> [SELECTED EXTRACT]
Content starts

Understanding the gendered drivers and reinforcing factors associated with family violence is part of the foundational knowledge required for all professionals who respond to family violence, as reflected in the Responding to Family Violence Capability Framework and the MARAM framework and associated practice guides. Safe and Equal confirmed that having such an understanding is critical to response work while also being able to acknowledge and respond to the individual experiences of violence. Rainbow Health explained that when response workers understand the personal and societal factors contributing to a perpetrator’s use of control and violence, they can use this knowledge to help the victim survivor understand how they have been groomed or controlled. Yet, a Gippsland response organisation we met with noted that some graduates come to them without a foundational understanding of the gendered drivers of violence.
While this issue was primarily raised with us in relation to individual worker capabilities, some stakeholders did raise the need for more strategic links between the prevention and response sectors. For example, they noted that emerging trends in the response space can also help to inform and target prevention efforts. We suggest there is a need to consider both necessary crossover capabilities at the worker level (perhaps through the revision of the prevention and response capability frameworks that is currently underway) and the most useful points of linkage between prevention and response structures at the strategic level.
Connections with mainstream architecture
One of the required elements of prevention infrastructure outlined in Change the Story is ‘private sector, civil society and community leadership’. We did not look closely at this element, and it is arguably the component of system architecture that is least developed; however, we do note that the Supporting Multicultural and Faith Communities to Prevent Family Violence: 2021 Grant Program funded 33 organisations to provide community leadership in preventing family violence.

Content ends

> [GOAL OF THE EXERCISE]
Rewrite the family violence text from "While this issue" to "the strategic level.", changing "stakeholders" to "partners".

> [SUPPLIED MATERIAL]
Content starts

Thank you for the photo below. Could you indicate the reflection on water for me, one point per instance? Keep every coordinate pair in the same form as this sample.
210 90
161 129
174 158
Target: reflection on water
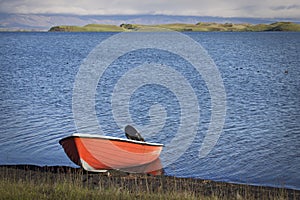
261 138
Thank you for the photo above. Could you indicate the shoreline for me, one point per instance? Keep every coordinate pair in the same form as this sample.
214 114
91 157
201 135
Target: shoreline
131 183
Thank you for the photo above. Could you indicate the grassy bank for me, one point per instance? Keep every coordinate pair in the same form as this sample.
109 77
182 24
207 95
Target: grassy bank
31 182
199 27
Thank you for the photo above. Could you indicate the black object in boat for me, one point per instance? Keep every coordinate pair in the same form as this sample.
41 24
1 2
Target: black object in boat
133 134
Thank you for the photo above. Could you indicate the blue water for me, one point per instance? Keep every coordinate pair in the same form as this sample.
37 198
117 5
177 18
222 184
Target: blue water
260 140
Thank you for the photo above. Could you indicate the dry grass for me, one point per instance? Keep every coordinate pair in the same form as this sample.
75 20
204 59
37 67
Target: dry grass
31 182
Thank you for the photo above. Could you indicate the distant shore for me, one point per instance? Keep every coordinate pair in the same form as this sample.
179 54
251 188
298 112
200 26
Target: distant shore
199 27
61 182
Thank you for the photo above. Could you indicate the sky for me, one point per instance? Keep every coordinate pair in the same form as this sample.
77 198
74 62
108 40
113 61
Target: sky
219 8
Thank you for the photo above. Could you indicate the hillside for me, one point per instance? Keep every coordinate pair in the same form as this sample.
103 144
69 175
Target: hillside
199 27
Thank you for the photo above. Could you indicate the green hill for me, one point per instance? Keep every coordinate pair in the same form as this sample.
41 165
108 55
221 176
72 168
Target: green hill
201 26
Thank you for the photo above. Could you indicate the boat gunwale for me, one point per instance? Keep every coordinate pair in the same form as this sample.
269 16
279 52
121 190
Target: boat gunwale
81 135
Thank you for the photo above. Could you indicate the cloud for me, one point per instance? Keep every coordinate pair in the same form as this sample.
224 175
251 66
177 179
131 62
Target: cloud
222 8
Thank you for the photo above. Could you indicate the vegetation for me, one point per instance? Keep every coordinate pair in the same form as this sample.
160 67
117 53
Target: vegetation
201 26
87 28
31 182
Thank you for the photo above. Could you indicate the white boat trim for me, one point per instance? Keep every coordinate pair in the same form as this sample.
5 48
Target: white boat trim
84 135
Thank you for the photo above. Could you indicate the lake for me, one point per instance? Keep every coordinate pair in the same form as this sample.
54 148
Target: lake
259 142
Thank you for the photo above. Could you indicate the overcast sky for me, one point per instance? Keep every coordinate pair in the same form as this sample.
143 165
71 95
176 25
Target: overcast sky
221 8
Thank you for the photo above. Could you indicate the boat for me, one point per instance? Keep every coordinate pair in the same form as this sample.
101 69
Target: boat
98 153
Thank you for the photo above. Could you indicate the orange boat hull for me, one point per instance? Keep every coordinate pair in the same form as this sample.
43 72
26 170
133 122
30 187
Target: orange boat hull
94 152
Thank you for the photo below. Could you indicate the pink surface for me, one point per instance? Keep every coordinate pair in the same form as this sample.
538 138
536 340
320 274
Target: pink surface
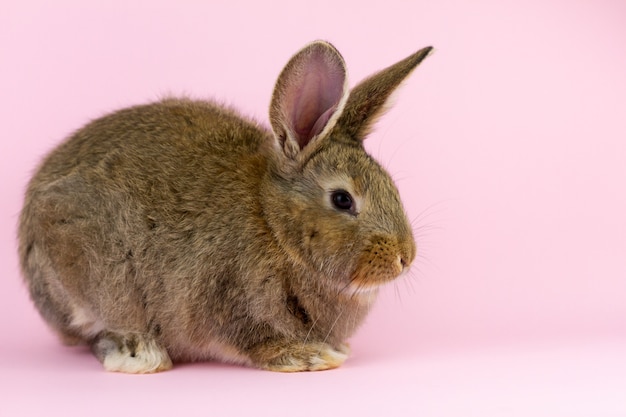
509 147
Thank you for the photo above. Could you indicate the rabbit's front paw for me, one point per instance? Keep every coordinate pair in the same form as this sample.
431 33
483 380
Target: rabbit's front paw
298 357
131 353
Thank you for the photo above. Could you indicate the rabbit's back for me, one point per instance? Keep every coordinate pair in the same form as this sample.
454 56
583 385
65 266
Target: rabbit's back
140 202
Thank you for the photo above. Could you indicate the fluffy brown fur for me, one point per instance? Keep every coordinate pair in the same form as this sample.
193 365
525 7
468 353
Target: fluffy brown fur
182 230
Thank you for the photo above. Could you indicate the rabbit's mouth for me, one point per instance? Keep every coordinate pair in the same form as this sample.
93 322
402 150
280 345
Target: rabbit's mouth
374 272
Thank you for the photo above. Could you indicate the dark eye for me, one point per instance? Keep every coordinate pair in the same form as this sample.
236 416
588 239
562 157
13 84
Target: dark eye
342 200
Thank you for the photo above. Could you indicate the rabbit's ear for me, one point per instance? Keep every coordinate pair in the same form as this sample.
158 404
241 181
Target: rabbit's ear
367 100
308 97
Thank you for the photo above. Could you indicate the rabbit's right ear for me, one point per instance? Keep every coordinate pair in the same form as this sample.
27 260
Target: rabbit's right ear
309 96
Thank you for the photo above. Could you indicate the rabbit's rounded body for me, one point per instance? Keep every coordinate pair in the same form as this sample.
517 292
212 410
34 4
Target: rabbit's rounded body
182 230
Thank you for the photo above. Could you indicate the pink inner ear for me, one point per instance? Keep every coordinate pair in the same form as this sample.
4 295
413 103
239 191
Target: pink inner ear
315 98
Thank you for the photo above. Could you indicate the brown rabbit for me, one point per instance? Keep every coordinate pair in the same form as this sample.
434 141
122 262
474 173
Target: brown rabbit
180 230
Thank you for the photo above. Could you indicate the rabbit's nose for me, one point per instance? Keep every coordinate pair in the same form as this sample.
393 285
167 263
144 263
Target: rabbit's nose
406 256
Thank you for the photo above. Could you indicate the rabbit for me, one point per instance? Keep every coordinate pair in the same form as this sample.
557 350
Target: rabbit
181 231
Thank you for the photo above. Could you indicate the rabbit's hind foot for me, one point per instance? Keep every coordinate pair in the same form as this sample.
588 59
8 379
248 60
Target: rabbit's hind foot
132 353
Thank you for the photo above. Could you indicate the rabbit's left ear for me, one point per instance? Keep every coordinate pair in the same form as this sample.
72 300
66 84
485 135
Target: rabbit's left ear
308 97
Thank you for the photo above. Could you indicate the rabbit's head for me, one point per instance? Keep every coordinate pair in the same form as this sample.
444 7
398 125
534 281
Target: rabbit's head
331 206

Content ends

> [RESPONSE]
While this issue was primarily raised with us in relation to individual worker capabilities, some partners did raise the need for more strategic links between the prevention and response sectors. For example, they noted that emerging trends in the response space can also help to inform and target prevention efforts. We suggest there is a need to consider both necessary crossover capabilities at the worker level (perhaps through the revision of the prevention and response capability frameworks that is currently underway) and the most useful points of linkage between prevention and response structures at the strategic level.